*Stored items from a collection*:
= = = =
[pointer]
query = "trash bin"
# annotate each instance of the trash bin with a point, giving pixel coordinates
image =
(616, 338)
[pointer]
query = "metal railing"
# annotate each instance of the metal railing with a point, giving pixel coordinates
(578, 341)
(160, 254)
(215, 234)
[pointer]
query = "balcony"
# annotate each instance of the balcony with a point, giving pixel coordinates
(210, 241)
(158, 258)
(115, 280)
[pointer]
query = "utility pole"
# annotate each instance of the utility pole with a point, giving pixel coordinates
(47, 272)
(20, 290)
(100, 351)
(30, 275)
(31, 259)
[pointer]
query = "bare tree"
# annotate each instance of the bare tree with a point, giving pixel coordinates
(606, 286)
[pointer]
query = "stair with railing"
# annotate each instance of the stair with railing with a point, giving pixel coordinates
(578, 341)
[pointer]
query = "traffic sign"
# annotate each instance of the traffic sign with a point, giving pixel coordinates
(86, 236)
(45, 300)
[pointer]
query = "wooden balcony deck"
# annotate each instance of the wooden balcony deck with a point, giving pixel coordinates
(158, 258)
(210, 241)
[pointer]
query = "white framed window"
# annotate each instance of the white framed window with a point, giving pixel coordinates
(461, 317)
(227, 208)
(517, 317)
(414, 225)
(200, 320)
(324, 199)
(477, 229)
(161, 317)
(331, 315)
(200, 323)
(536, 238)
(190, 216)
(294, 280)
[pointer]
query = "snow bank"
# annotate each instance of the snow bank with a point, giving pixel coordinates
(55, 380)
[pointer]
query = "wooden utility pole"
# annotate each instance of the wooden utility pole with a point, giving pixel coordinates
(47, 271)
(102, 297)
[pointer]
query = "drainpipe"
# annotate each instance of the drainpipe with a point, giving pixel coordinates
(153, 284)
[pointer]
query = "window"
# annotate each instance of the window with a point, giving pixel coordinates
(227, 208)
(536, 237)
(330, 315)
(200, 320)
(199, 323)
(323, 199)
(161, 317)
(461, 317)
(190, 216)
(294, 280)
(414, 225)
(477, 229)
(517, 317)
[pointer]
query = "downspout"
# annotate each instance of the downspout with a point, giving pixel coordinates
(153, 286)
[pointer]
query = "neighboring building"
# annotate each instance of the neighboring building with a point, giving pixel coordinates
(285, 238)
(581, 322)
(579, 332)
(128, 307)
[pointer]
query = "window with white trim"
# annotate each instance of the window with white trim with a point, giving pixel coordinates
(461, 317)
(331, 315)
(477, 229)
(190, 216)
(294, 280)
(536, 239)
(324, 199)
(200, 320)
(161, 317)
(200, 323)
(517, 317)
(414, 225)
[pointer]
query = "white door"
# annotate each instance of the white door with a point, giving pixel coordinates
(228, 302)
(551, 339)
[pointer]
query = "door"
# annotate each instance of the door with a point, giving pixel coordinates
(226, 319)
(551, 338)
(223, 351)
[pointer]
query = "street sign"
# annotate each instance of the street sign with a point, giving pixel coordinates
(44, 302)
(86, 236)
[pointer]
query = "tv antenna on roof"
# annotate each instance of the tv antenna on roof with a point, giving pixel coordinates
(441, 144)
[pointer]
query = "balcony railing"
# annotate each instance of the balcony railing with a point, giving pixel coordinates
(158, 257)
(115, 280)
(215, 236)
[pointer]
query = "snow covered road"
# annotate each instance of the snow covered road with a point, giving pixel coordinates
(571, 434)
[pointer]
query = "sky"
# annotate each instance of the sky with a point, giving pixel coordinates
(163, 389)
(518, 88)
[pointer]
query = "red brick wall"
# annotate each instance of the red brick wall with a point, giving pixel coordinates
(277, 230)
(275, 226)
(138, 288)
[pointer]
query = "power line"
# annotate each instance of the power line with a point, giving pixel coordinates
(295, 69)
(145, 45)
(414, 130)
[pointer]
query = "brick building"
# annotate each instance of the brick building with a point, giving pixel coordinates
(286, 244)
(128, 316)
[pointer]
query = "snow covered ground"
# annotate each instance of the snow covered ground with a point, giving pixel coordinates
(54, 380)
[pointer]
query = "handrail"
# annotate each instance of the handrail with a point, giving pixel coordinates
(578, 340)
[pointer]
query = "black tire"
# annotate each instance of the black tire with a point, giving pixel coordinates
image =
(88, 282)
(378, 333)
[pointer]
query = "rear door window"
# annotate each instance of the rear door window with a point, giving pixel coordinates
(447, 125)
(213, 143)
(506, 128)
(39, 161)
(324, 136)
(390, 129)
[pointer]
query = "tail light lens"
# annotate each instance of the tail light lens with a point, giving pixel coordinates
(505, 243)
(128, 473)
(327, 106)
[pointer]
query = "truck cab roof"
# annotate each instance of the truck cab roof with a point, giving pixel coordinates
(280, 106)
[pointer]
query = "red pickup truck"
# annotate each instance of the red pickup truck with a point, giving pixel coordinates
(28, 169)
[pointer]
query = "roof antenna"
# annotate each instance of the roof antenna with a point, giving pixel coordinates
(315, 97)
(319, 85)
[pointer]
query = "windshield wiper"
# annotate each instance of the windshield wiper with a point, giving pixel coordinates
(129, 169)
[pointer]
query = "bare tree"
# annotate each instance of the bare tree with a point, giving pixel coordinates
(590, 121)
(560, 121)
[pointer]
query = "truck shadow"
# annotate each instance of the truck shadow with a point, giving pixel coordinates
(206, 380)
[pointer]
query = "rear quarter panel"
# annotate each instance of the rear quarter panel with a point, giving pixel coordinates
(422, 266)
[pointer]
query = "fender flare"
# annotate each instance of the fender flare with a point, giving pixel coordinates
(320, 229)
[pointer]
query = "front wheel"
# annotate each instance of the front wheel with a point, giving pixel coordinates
= = = =
*PROBLEM TO SOLVE*: All the records above need to be output exactly, with none omitted.

*TASK RESULT*:
[pointer]
query = "trash bin"
# annotate each instance of the trash bin with a point, giving pixel coordinates
image =
(616, 338)
[pointer]
query = "metal railing"
# annotate each instance of the metal railing with a point, giving pixel coordinates
(578, 341)
(160, 254)
(215, 234)
[pointer]
query = "balcony"
# annotate each instance of the balcony with a point, giving pixel coordinates
(210, 241)
(158, 258)
(115, 280)
[pointer]
query = "utility pole"
# annotate each instance of the utility pole with a point, giving pixel coordinates
(47, 272)
(20, 290)
(100, 351)
(30, 275)
(31, 259)
[pointer]
query = "bare tree"
# annotate each instance of the bare tree with a point, giving pixel coordinates
(606, 286)
[pointer]
query = "stair with railing"
# annotate each instance of the stair with railing with a point, giving pixel coordinates
(578, 341)
[pointer]
query = "traffic sign"
# annotate each instance of the traffic sign with a point, giving pixel coordinates
(86, 236)
(45, 300)
[pointer]
query = "wooden balcony deck"
# annotate each instance of the wooden balcony deck with a point, giving pixel coordinates
(158, 258)
(210, 241)
[pointer]
query = "white framed window"
# annotate each instance of the white framed window with a point, giving pixel coordinates
(461, 317)
(227, 208)
(517, 317)
(414, 225)
(200, 320)
(324, 199)
(477, 229)
(161, 317)
(331, 315)
(200, 323)
(536, 238)
(190, 216)
(294, 280)
[pointer]
query = "snow bank"
# annotate each instance of the snow bank with a point, giving pixel coordinates
(55, 380)
[pointer]
query = "wooden utility pole"
# annotate each instance of the wooden utility pole with a point, giving pixel coordinates
(47, 271)
(102, 297)
[pointer]
query = "drainpipe"
# annotate each instance of the drainpipe with a point, giving pixel coordinates
(153, 284)
[pointer]
query = "window"
# annotate each instance of the window with a point, giving pixel coordinates
(227, 208)
(536, 237)
(330, 315)
(200, 320)
(199, 323)
(323, 199)
(161, 317)
(461, 317)
(190, 216)
(294, 280)
(414, 225)
(477, 229)
(517, 317)
[pointer]
query = "downspout"
# annotate each instance of the downspout with a point, giving pixel coordinates
(153, 286)
[pointer]
query = "neighboring building"
# annotate each instance of the neighboring building with a point, giving pixel coordinates
(285, 238)
(581, 322)
(579, 332)
(128, 307)
[pointer]
query = "window with white trim"
# annotate each instance of the window with white trim with a point, giving pixel coordinates
(461, 317)
(331, 315)
(477, 229)
(190, 216)
(294, 280)
(536, 239)
(324, 199)
(200, 320)
(161, 317)
(200, 323)
(517, 317)
(414, 225)
[pointer]
query = "white door"
# annotate each instance of the white door with a point, giving pixel coordinates
(228, 302)
(551, 339)
[pointer]
query = "door"
# annotate each instance of the door with a point, giving pixel coordinates
(226, 319)
(551, 338)
(223, 351)
[pointer]
query = "street sign"
# annotate each instance of the street sign with a point, giving pixel coordinates
(44, 302)
(86, 236)
[pointer]
query = "tv antenna on roof"
# annotate each instance of the tv antenna on roof with a point, giving pixel coordinates
(441, 144)
[pointer]
query = "balcony railing"
# annotate each instance of the balcony railing with a point, giving pixel coordinates
(158, 257)
(115, 280)
(215, 236)
[pointer]
query = "snow covered road"
# annotate each instance of the snow covered road with a point, giving pixel coordinates
(571, 434)
[pointer]
query = "sky"
# annotate each instance of the sky with a point, giving pixel coordinates
(163, 389)
(518, 88)
[pointer]
query = "red brick wall"
# annotate each instance of the red brick wall with a point, giving pixel coordinates
(277, 230)
(275, 226)
(138, 288)
[pointer]
query = "power line"
# annotate each instance of the power line with a point, giving pixel coordinates
(295, 69)
(145, 45)
(414, 130)
[pointer]
query = "brick building"
# annotate each instance of the brick building with a point, giving pixel coordinates
(286, 244)
(128, 316)
[pointer]
query = "snow covered ground"
# annotate each instance of the snow covered ground with a point, giving pixel coordinates
(54, 380)
[pointer]
query = "handrail"
# annotate each instance of the handrail with a point, giving pixel coordinates
(578, 340)
[pointer]
query = "black tire"
# annotate each instance of the black tire with a point, giving pixel coordinates
image =
(88, 282)
(378, 333)
[pointer]
query = "rear door window"
# annotate each instance of the rear door window with a point, giving pixel coordinates
(447, 125)
(213, 143)
(506, 128)
(39, 161)
(324, 136)
(390, 129)
[pointer]
query = "tail light lens"
# annotate each instance of the tail light lens with a point, giving pixel coordinates
(505, 243)
(128, 473)
(327, 106)
[pointer]
query = "truck cab roof"
# annotate each instance of the truck cab roof with a point, giving pixel coordinates
(280, 106)
[pointer]
query = "red pickup truck"
# annotate each instance of the red pickup truck with a point, giving pixel coordinates
(28, 169)
[pointer]
query = "roof antenna"
# annotate each instance of the roof antenna with a point, giving pixel coordinates
(315, 97)
(319, 85)
[pointer]
query = "windshield wiper"
# annotate each instance of the windshield wiper with a point, giving pixel coordinates
(129, 169)
[pointer]
query = "bare tree"
# annotate each instance of the bare tree with a point, giving pixel coordinates
(590, 121)
(560, 121)
[pointer]
query = "truck shadow"
# annotate each instance of the truck shadow with a point, giving pixel coordinates
(206, 380)
[pointer]
query = "rear quarter panel"
# annotate each instance of the rear quarter panel with a point, giving pixel coordinates
(422, 266)
[pointer]
query = "fender flare"
# annotate each instance of the fender flare with a point, giving pixel coordinates
(320, 229)
[pointer]
query = "front wheel"
# annotate each instance of the front wheel with a point, giving pixel coordinates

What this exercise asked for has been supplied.